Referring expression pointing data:
--*--

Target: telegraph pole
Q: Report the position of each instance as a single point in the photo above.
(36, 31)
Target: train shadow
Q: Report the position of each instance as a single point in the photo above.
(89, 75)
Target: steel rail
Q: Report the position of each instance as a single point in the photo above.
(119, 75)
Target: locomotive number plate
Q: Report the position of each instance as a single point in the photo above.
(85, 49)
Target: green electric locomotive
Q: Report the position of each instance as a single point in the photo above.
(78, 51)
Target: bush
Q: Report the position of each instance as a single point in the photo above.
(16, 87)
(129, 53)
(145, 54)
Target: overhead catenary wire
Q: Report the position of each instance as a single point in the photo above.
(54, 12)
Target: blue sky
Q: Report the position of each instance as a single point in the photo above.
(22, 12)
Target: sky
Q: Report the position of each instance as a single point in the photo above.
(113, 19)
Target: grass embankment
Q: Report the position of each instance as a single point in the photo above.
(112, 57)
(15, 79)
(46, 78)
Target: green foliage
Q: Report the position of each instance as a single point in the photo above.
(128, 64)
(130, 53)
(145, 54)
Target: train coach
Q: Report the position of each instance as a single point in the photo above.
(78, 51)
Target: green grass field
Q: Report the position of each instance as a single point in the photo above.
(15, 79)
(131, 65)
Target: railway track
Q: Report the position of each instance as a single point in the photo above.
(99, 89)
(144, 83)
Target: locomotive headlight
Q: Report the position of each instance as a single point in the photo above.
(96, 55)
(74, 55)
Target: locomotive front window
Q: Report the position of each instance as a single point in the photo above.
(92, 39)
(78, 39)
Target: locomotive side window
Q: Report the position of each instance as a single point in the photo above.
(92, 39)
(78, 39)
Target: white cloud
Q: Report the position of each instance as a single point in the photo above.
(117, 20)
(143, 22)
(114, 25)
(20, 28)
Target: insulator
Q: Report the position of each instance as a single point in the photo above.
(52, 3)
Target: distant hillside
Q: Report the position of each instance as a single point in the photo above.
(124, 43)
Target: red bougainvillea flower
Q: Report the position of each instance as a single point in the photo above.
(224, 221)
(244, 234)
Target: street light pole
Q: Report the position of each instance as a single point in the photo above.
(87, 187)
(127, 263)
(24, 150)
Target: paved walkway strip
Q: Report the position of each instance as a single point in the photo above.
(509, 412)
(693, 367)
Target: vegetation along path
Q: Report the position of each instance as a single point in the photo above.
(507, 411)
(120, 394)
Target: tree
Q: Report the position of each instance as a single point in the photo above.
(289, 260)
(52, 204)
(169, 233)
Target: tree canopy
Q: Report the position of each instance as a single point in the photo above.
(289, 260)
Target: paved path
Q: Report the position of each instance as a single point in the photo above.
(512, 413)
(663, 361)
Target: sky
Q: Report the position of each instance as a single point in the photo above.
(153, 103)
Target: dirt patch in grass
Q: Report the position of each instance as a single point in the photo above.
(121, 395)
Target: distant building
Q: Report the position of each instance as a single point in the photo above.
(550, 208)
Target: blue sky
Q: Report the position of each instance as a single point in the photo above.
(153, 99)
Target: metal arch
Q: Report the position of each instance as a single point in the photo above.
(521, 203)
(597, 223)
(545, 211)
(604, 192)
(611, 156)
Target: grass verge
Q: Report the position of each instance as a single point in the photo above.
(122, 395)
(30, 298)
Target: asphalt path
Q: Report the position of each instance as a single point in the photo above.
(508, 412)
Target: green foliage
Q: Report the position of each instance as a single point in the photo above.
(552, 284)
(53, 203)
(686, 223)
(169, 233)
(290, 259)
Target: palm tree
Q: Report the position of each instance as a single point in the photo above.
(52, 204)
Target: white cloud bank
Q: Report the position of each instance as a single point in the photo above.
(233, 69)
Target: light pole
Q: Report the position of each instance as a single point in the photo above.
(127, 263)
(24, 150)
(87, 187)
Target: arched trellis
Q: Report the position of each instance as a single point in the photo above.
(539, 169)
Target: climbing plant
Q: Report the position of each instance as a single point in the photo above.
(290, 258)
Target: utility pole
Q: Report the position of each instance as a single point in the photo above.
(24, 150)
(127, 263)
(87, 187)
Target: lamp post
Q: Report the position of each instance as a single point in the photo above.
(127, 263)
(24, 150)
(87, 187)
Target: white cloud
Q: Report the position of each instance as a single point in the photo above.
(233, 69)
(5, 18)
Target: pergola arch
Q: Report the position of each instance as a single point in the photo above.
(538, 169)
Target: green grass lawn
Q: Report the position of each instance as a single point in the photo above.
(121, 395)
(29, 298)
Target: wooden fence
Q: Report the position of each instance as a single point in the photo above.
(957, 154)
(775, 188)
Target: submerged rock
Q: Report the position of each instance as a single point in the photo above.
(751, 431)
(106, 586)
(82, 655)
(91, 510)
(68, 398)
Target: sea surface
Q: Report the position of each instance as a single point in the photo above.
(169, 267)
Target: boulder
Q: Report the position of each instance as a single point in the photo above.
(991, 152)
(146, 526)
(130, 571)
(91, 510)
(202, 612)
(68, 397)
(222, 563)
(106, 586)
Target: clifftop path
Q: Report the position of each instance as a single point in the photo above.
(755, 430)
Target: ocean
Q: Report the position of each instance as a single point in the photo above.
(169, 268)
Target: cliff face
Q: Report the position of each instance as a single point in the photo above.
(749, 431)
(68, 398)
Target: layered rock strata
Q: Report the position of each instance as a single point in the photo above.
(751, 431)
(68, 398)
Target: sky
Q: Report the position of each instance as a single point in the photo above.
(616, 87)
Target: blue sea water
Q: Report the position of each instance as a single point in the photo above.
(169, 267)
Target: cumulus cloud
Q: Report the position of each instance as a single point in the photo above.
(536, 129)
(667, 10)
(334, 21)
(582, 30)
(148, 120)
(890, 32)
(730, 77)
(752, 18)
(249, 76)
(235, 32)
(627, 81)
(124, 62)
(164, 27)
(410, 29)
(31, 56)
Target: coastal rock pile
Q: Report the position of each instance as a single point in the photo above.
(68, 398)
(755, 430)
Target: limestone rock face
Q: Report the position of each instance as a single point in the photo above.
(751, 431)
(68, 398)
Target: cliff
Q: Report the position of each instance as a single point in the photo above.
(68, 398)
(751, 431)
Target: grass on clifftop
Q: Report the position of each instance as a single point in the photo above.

--*--

**What to do**
Given the records above, reproduce precisely and only the lines between the line holding "Target: layered rock strata" and the line holding "Target: blue sea water", inclusive.

**Reply**
Target: layered rock strata
Q: Report the position of each instance as a single point in the photo above.
(751, 431)
(68, 398)
Target: sky
Q: Report the position of each instance as a single point in the photo above.
(616, 87)
Target: blue sea water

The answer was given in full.